Write out every record below exactly as it appears.

• **DATA SUPPLIED**:
'''

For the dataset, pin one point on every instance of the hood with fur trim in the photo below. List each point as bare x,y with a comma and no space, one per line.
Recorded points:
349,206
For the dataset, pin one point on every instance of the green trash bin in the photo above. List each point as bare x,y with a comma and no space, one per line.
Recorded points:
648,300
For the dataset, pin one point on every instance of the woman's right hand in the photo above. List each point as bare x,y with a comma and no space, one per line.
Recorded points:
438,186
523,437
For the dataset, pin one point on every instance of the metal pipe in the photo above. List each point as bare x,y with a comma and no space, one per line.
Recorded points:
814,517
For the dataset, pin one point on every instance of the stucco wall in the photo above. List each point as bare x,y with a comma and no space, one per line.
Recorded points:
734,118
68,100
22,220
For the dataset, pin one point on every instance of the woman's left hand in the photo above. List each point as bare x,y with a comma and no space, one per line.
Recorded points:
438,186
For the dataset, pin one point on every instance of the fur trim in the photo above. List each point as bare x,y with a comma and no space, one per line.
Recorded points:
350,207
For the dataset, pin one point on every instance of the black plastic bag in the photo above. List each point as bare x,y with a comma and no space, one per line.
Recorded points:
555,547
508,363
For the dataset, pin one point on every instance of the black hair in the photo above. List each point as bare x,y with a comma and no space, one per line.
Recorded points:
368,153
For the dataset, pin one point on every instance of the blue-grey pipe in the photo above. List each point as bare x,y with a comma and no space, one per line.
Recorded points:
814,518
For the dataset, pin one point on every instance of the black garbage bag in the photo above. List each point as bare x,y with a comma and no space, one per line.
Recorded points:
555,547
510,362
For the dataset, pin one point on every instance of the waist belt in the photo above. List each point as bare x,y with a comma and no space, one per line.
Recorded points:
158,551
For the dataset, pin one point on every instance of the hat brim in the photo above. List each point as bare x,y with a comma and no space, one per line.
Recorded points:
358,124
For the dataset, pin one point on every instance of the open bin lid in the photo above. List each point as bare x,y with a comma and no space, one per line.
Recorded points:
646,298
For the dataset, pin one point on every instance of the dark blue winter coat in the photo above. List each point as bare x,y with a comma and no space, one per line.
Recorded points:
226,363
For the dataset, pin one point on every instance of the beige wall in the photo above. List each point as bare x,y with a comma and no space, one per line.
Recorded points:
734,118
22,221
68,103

'''

• **WRITTEN ANSWER**:
For the dataset, pin one point on every instance of the hood with fur trim in the photo below. List each point as bare x,y with a comma and no space, one per line.
Recorded points:
349,206
For the dataset, pin one point on every instance of the green trash bin in the photo above. List each point as bare x,y with a comma and no space, one per line.
Recorded points:
648,300
For the dataset, pin one point on every instance of the woman's right hand in the photo above. List each point as bare x,y with a comma and no space, one per line.
Recorded points:
438,186
523,437
For the dataset, pin one point on every instance of the metal pipe in the photo above. List each point as bare x,y with a comma and no space, one per line.
Recorded points:
814,517
For the dataset, pin one point on every instance of the stucco wall in the photo above. List each point as bare x,y with a comma and no space, one per line.
Recorded points:
734,118
68,100
22,220
For the dataset, pin one point on every instance of the woman's left hand in the photo above. List each point as bare x,y with a comma and no space, one per line.
Recorded points:
438,186
For the dataset, pin one point on every instance of the fur trim in the photo above. List each point as bare x,y with a comma and no space, one per line.
Recorded points:
350,207
For the dataset, pin one point on every instance of the black plastic bag in the photo above. List each point as bare x,y with a comma and no space, one per line.
Recorded points:
555,547
508,363
For the dataset, pin one point on every instance of the black hair in the photo above. List each point as bare x,y with a comma and no space, one per line.
Recorded points:
368,153
For the dataset, pin one point on every instance of the blue-grey pipe in the photo above. List each point as bare x,y with a comma and no space, one per line.
Recorded points:
814,518
For the dataset, pin one point on every instance of the black garbage bag in the photo above. List each point as bare x,y with a comma and no space, one per line.
Recorded points:
555,547
510,362
For the dataset, pin one point on every instance of the waist belt in the photo above. List each point as bare x,y with a comma and no space, one per line.
Recorded points:
158,551
For the dataset, pin one point on every instance of the hat brim in the photo above. List each point as bare x,y with a comma and no space, one per line.
Recorded points:
358,124
For the dataset, pin one point on every instance of the open bin lid in the photo above. List each point as bare x,y with a comma and no space, one per line.
Recorded points:
646,298
For the dataset, pin one point on every instance of the dark blue winter coat in the photo above. List each point as bare x,y with a comma and no space, one per line.
Recorded points:
226,363
For the dataset, pin one point on every instance of the beige wall in the photo above. List each point as bare x,y with a comma and no space, one per line.
Recorded points:
734,118
22,221
68,103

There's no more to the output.